After characters are eliminated, their identity is revealed; past personalities include Tony Hawk, Chaka Khan, Bret Michaels and, of course, Palin. The show has a circuslike atmosphere, with many costumed supporting characters, heavy doses of showmanship and a free-for-all bantering spirit between panelists and contestants.

The coronavirus has been one more challenge for a broadcast-television sector beset by them in recent years. Yet "The Masked Singer" is proving adept at avoiding virus problems, like it has many of the others.

With a 25 percent increase among adults 18-49 and a 26 percent increase in average total viewers this spring season, "The Masked Singer" has the largest increases in both categories of any show on network television. Only one other of the roughly 130 network shows this season, ABC's firefighter drama "Station 19," has double-digit growth in both categories. And just nine of the 130 have shown positive growth in both categories.

About 9 million people per week watch "The Masked Singer." But the bigger story is the youth of those viewers: The show this spring has drawn more adults ages 18 to 49 than any other show in 2019-2020 by a margin nearly 50 percent greater than its nearest competitor. That competitor, "The Bachelor," wrapped its season March 9, just days before the coronavirus crisis exploded in the United States.

Part of "The Masked Singer's" corona-era success, experts say, is a function of schedule momentum. The show experienced no delays; it was able to wrap its entire season by the end of February, thanks to an accelerated schedule that has it shooting three episodes each week. (The presence of so many celebrities, in contrast to the ordinary-citizen contestants on other competition shows, places a time squeeze; it proved lucky here.) The show began taping in December to make a deadline for a post-Super Bowl slot Feb. 2 and barely slowed down until it wrapped by the end of that month, before states imposed stay-at-home rules.

During a recent episode, the only hint the world had changed came from a brief voice-over recorded later by host Nick Cannon. "While you're safer at home, our singers' secrets are safer with us," he said.

A Fox spokeswoman declined to make "The Masked Singer's" showrunner, Izzie Pick Ibarra, or the head of the network's reality division, Rob Wade, available for comment for this story.

The show also has the benefit of forgoing live episodes. While many reality-competition series opt for them, partly to tamp down on spoilers, "The Masked Singer" instead rolls the dice. It tapes the shows months in advance but enforces elaborate secrecy requirements for participants and limits in-studio audience during character reveals, making sure it doesn't need to still be going in April or May.

But experts say scheduling continuity is only one reason "The Masked Singer" is flourishing. Also important is the show's pre-covid vibe - far from seeming out of step, they note it's become a kind of counterprogramming advantage.

"One of the things that made 'The Masked Singer' appealing when it first came on was its ridiculousness, its ludicrous fun, its masterpiece stupidity," said Robert Thompson, a professor of popular culture and television historian at Syracuse University. "And I think one of the things that makes it appealing now is that it doesn't have any of the melancholy or sincere piano tinkling of so many other shows and every other commercial on TV. People watch all of those and can't wait to get back to the dancing llamas."

"The Masked Singer" has sometimes gone the extra step to preserve that anti-earnest quality. Even "After the Mask," which has been recorded during the time of quarantine, has featured a high level of cartoonishness and trash talk. Only occasionally do performers puncture that bubble.

When they do, though, they can inadvertently explain their show's success.

After Michaels, the former Poison frontman and reality-TV franchise, was eliminated (he played the character of Banana; fans showed their adulation by making peeling gestures) he came on "After the Mask" from his home.

Cannon asked how he felt about "The Masked Singer" now that he'd appeared on it.

"I want this to go on forever," he said. "It's such an upbeat positive party. The world needs it right now."

◇ ◇ ◇ ◇ ◇ ◇ ◇

• DIRECTIONS FOR THIS TASK:
Rename "network television" to "broadcast television" in the passage of the article about "The Masked Singer" starting at "With a 25 percent" and ending at "positive growth in both categories.", and give that passage back. The material comes from a separate source.

• ENTRIES SUPPLIED:
◇ ◇ ◇ ◇ ◇ ◇ ◇

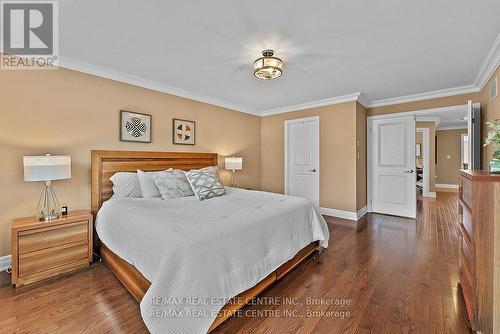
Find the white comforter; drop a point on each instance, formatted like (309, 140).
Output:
(199, 254)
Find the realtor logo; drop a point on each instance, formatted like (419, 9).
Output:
(29, 34)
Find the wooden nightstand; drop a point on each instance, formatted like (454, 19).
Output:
(45, 249)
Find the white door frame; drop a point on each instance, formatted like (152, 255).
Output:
(425, 154)
(318, 169)
(369, 144)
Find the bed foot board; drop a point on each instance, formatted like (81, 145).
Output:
(137, 285)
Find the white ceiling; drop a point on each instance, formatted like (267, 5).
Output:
(205, 49)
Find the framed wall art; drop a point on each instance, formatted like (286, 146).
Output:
(183, 132)
(135, 127)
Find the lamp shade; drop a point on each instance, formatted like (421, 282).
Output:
(47, 167)
(234, 163)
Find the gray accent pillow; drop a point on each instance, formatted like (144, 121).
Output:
(126, 184)
(205, 182)
(148, 187)
(172, 183)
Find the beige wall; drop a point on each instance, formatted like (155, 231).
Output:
(337, 153)
(448, 145)
(361, 157)
(432, 159)
(66, 112)
(490, 111)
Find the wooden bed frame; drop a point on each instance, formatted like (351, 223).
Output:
(107, 163)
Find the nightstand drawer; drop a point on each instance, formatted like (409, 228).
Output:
(51, 236)
(42, 260)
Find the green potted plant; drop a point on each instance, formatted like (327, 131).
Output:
(493, 137)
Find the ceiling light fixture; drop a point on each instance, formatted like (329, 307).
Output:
(268, 67)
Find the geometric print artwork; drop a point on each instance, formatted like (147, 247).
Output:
(183, 132)
(205, 183)
(135, 127)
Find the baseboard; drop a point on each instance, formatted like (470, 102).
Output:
(446, 186)
(354, 216)
(361, 212)
(5, 262)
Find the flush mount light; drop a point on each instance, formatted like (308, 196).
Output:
(268, 67)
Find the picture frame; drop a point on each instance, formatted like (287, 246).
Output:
(135, 127)
(183, 132)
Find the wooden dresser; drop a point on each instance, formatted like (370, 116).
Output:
(479, 248)
(46, 249)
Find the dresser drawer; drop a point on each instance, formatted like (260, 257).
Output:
(467, 224)
(466, 253)
(48, 237)
(466, 191)
(48, 258)
(466, 284)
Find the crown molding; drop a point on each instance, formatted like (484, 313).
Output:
(455, 127)
(74, 65)
(425, 96)
(436, 120)
(313, 104)
(490, 64)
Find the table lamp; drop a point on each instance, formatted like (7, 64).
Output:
(47, 168)
(234, 164)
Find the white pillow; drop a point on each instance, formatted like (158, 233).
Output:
(205, 182)
(172, 183)
(148, 187)
(126, 184)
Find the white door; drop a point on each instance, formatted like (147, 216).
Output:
(393, 166)
(302, 158)
(474, 131)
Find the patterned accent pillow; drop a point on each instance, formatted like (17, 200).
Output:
(172, 183)
(126, 184)
(205, 182)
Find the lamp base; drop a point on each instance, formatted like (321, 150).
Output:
(48, 208)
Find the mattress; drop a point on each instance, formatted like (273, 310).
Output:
(208, 251)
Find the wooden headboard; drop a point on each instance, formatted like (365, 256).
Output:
(107, 163)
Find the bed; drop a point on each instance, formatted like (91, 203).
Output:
(217, 254)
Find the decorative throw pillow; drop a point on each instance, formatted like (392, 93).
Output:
(172, 183)
(126, 184)
(148, 187)
(205, 183)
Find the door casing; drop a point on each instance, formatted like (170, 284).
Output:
(318, 169)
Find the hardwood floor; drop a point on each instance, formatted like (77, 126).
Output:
(399, 275)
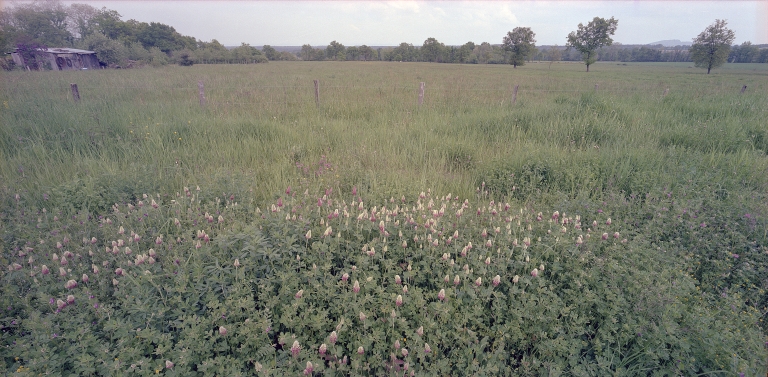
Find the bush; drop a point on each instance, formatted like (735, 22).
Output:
(184, 58)
(194, 284)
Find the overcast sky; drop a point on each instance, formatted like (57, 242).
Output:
(386, 23)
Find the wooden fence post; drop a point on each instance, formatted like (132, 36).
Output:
(317, 93)
(201, 92)
(75, 92)
(514, 95)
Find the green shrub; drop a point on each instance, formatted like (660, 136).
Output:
(195, 284)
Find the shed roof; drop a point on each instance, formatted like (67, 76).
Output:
(64, 50)
(67, 50)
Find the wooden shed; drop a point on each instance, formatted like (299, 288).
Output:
(60, 59)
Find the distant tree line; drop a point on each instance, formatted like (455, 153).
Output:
(41, 24)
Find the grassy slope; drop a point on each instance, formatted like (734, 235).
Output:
(699, 153)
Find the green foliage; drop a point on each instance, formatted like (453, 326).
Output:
(432, 50)
(335, 50)
(679, 175)
(587, 39)
(184, 58)
(710, 48)
(108, 51)
(520, 43)
(197, 284)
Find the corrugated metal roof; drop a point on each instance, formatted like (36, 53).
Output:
(64, 50)
(67, 50)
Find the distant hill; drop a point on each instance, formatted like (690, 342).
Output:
(671, 43)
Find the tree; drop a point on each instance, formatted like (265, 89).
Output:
(521, 43)
(587, 39)
(483, 52)
(80, 20)
(270, 52)
(554, 55)
(42, 23)
(464, 52)
(710, 49)
(352, 53)
(306, 52)
(432, 50)
(366, 52)
(746, 53)
(335, 50)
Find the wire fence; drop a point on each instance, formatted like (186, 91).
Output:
(419, 94)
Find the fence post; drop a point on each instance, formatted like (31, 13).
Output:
(317, 93)
(201, 92)
(75, 92)
(514, 95)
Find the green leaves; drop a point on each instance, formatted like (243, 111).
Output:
(599, 305)
(587, 39)
(710, 49)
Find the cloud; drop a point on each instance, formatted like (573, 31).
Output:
(506, 15)
(396, 6)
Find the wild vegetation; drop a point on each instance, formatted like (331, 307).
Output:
(600, 224)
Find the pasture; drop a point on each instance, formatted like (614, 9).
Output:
(656, 262)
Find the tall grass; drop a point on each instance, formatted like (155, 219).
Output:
(146, 129)
(683, 175)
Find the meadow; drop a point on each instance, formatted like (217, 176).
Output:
(216, 238)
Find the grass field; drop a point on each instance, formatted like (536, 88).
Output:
(677, 158)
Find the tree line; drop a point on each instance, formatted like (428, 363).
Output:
(31, 26)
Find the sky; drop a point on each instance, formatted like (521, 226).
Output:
(389, 23)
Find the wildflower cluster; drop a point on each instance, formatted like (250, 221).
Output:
(331, 284)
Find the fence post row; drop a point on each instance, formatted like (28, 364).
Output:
(317, 93)
(201, 92)
(76, 93)
(514, 95)
(421, 93)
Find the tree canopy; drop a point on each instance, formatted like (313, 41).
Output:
(710, 49)
(587, 39)
(520, 43)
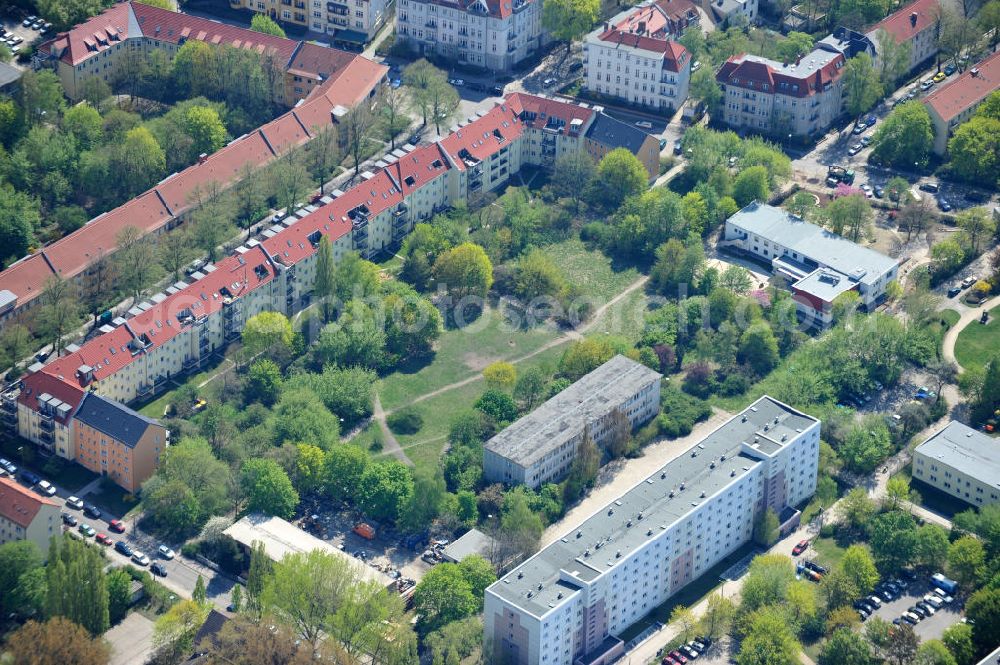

◇ ◇ ◇ ◇ ◇ ◇ ◇

• WRITTEN RESPONSE:
With a 25 percent increase among adults 18-49 and a 26 percent increase in average total viewers this spring season, "The Masked Singer" has the largest increases in both categories of any show on broadcast television. Only one other of the roughly 130 network shows this season, ABC's firefighter drama "Station 19," has double-digit growth in both categories. And just nine of the 130 have shown positive growth in both categories.